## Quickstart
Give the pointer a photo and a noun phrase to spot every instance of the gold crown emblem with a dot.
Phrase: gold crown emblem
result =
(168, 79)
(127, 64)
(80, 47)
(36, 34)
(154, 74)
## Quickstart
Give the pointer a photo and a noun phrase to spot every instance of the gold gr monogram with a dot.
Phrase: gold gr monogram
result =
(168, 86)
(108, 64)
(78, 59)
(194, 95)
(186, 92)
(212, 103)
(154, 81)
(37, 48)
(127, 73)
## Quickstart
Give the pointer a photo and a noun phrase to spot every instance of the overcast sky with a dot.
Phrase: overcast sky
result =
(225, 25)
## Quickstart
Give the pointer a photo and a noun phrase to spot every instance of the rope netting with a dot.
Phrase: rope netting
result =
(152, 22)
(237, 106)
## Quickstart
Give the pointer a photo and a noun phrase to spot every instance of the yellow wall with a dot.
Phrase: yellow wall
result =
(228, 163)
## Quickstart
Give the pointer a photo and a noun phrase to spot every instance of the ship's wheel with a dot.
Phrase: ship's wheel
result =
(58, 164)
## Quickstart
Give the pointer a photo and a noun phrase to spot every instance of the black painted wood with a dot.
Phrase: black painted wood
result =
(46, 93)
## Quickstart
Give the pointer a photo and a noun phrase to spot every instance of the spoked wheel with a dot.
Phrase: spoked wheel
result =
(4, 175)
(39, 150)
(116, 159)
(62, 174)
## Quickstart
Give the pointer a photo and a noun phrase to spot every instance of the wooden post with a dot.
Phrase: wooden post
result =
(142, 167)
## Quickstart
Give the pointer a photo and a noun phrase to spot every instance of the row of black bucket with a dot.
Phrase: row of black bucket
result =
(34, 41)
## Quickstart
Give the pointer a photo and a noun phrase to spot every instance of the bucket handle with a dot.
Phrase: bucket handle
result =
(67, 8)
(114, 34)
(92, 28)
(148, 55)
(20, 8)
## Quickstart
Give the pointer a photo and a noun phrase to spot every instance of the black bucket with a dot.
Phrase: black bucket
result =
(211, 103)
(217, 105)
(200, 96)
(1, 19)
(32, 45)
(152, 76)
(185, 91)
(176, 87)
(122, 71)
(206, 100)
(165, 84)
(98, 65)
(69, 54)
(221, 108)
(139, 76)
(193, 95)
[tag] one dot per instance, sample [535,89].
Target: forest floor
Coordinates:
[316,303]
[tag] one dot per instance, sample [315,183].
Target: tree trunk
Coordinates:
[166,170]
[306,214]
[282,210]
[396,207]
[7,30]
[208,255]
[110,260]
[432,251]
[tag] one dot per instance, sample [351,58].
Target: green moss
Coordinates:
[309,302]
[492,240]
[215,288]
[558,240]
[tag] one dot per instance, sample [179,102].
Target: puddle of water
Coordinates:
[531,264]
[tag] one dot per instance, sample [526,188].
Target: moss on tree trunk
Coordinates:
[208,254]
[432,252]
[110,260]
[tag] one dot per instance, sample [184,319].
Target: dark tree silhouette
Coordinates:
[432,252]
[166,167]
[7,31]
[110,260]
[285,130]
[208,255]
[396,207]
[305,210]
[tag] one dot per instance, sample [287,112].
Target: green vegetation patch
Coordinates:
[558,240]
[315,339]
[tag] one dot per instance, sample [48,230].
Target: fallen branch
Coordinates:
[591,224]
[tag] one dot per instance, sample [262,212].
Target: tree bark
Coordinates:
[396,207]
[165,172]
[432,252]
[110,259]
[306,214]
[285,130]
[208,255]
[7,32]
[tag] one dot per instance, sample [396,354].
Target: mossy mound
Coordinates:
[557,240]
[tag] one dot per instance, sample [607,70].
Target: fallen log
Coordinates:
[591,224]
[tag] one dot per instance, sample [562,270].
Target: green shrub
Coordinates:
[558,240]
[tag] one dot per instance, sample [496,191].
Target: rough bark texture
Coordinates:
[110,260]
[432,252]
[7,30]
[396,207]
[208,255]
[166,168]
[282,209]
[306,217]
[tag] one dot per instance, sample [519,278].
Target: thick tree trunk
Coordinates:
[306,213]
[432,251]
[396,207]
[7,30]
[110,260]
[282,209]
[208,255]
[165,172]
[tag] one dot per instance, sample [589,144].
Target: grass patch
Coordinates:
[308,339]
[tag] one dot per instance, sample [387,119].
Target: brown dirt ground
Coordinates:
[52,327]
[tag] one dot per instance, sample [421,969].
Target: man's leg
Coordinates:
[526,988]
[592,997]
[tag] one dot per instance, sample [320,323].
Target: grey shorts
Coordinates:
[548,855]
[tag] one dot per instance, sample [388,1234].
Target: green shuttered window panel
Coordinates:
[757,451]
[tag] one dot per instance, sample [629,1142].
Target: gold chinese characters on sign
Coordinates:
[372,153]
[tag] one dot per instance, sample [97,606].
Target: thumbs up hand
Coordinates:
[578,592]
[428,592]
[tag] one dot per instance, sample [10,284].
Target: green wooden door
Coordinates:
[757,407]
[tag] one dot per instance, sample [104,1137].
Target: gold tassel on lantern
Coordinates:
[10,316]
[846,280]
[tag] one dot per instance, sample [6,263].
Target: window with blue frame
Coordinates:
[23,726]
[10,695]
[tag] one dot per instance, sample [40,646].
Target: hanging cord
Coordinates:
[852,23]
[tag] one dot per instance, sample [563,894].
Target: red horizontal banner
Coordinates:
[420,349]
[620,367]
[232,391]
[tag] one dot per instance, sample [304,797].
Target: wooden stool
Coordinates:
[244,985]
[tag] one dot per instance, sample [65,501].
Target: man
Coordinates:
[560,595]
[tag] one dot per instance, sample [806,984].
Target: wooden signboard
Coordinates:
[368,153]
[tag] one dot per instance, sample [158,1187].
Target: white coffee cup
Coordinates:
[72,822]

__What the task requires__
Reproduce every entry shown above, precisely as it stands.

__Answer to this problem__
## Quickstart
Give the pointer a photo and a noun phrase to spot every instance of the gold crown emblem with a dot.
Phrase: gold crown emblem
result =
(168, 79)
(127, 64)
(80, 47)
(36, 34)
(154, 74)
## Quickstart
Give the pointer a photo and a noun phrase to spot every instance of the gold gr monogram with a dot.
Phrase: gold gr monogram
result =
(168, 86)
(108, 64)
(78, 59)
(194, 95)
(186, 92)
(212, 103)
(154, 81)
(37, 48)
(127, 73)
## Quickstart
Give the pointer a photo and a noun phrase to spot every instance of the overcast sky with a dot.
Phrase: overcast sky
result =
(225, 25)
## Quickstart
Give the pointer a photo and a noun phrase to spot every instance of the rope netting with a dot.
Phrase: rope netting
result =
(152, 22)
(237, 106)
## Quickstart
Give the pointer a photo and a noun phrase to spot every instance of the yellow wall with a dot.
Phrase: yellow wall
result =
(228, 163)
## Quickstart
Give the pointer a photo and a noun phrase to spot every instance of the ship's wheel with a dot.
Phrase: ship's wheel
result =
(58, 164)
## Quickstart
Give the pointer a photo and a noun phrase to spot every instance of the black painted wood with a dot.
Phrase: black painted wood
result =
(46, 93)
## Quickstart
Give the pointer a photo and a noun phrase to spot every instance of the spoked wheel with a dot.
Phrase: spoked wheel
result =
(4, 175)
(39, 150)
(116, 159)
(62, 174)
## Quickstart
Give the pointer a photo and a noun phrase to spot every instance of the wooden post with a dot.
Phrase: wooden post
result =
(142, 167)
## Quickstart
Give the pointer a photo and a noun phrase to spot every instance of the row of black bucket with a dot.
Phrase: row of black bucket
result =
(34, 41)
## Quickstart
Give the pointer a photo and a noun phrase to spot every instance of the bucket handle with a dot.
Phrase: bucket handle
result =
(67, 8)
(114, 34)
(92, 28)
(148, 55)
(20, 8)
## Quickstart
Give the pointer a photo and a noun phrase to spot every instance of the black bucket with a dot.
Phrase: black bucket
result =
(211, 103)
(217, 105)
(200, 96)
(1, 19)
(32, 45)
(152, 76)
(185, 91)
(176, 87)
(122, 71)
(206, 100)
(165, 84)
(98, 65)
(69, 54)
(221, 108)
(139, 76)
(193, 95)
[tag] one dot per instance, sample [535,89].
Target: forest floor
Coordinates:
[316,303]
[tag] one dot per instance, sample [315,183].
Target: tree trunk
Coordinates:
[166,170]
[306,214]
[282,210]
[396,207]
[7,30]
[208,255]
[110,260]
[432,251]
[tag] one dot per instance, sample [351,58].
Target: green moss
Coordinates:
[309,302]
[492,240]
[215,288]
[558,240]
[tag] one dot per instance, sample [179,102].
Target: puddle of water
Coordinates:
[531,264]
[tag] one dot per instance, sample [526,188].
Target: moss on tree trunk
Coordinates:
[208,254]
[432,252]
[110,260]
[tag] one dot per instance, sample [184,319].
Target: dark tree silhouette
Coordinates:
[432,252]
[166,167]
[7,31]
[110,260]
[285,130]
[208,255]
[396,207]
[305,210]
[tag] one dot per instance, sample [287,112].
Target: green vegetation patch
Coordinates:
[558,240]
[315,339]
[tag] one dot per instance, sample [48,230].
Target: fallen branch
Coordinates:
[591,224]
[tag] one dot per instance, sample [262,212].
Target: tree bark
Coordinates:
[396,207]
[165,172]
[432,252]
[110,259]
[306,214]
[285,130]
[208,255]
[7,32]
[tag] one dot per instance, sample [396,354].
Target: mossy mound
Coordinates:
[557,240]
[tag] one dot per instance, sample [607,70].
Target: fallen log
Coordinates:
[591,224]
[tag] one dot per instance, sample [562,270].
Target: green shrub
Coordinates:
[558,240]
[tag] one dot per instance, sample [496,191].
Target: rough bark texture
Coordinates:
[110,260]
[432,252]
[7,30]
[396,207]
[208,255]
[166,168]
[282,209]
[306,217]
[tag] one dot per instance, sample [519,278].
Target: thick tree trunk
Coordinates:
[306,213]
[432,251]
[396,207]
[7,30]
[110,260]
[282,209]
[208,255]
[165,172]
[tag] one dot per instance, sample [589,144].
Target: grass patch
Coordinates:
[308,339]
[tag] one dot per instance, sample [387,119].
Target: brown dirt ground
Coordinates:
[52,327]
[tag] one dot per instance, sample [421,969].
Target: man's leg
Coordinates:
[526,988]
[592,997]
[tag] one dot per instance, sample [320,323].
Target: grey shorts
Coordinates:
[548,855]
[tag] one dot per instance, sample [388,1234].
Target: green shuttered window panel
Coordinates:
[757,451]
[tag] one dot per instance, sample [629,1142].
Target: gold chinese characters on sign
Coordinates:
[372,153]
[tag] one dot per instance, sample [97,606].
Target: thumbs up hand
Coordinates:
[578,592]
[428,592]
[tag] one dot per instance, sample [10,284].
Target: green wooden door
Coordinates:
[757,407]
[tag] one dot per instance, sample [104,1137].
Target: gold tassel on lantern
Coordinates:
[10,316]
[846,280]
[tag] one dot per instance, sample [6,263].
Target: window with blue frame
Coordinates:
[23,726]
[10,695]
[tag] one dot per instance, sample [40,646].
Target: hanging cord
Coordinates:
[852,23]
[tag] one dot per instance, sample [563,894].
Target: red horizontal banner
Coordinates:
[420,349]
[620,367]
[232,391]
[tag] one dot per instance, sample [304,797].
Target: wooden stool
Coordinates:
[244,985]
[tag] one dot per instance, sample [65,501].
Target: man
Coordinates:
[560,595]
[tag] one dot per instance, sample [806,984].
Target: wooden signboard
Coordinates:
[368,153]
[tag] one dot per instance, sample [158,1187].
Target: white coffee cup
Coordinates:
[72,822]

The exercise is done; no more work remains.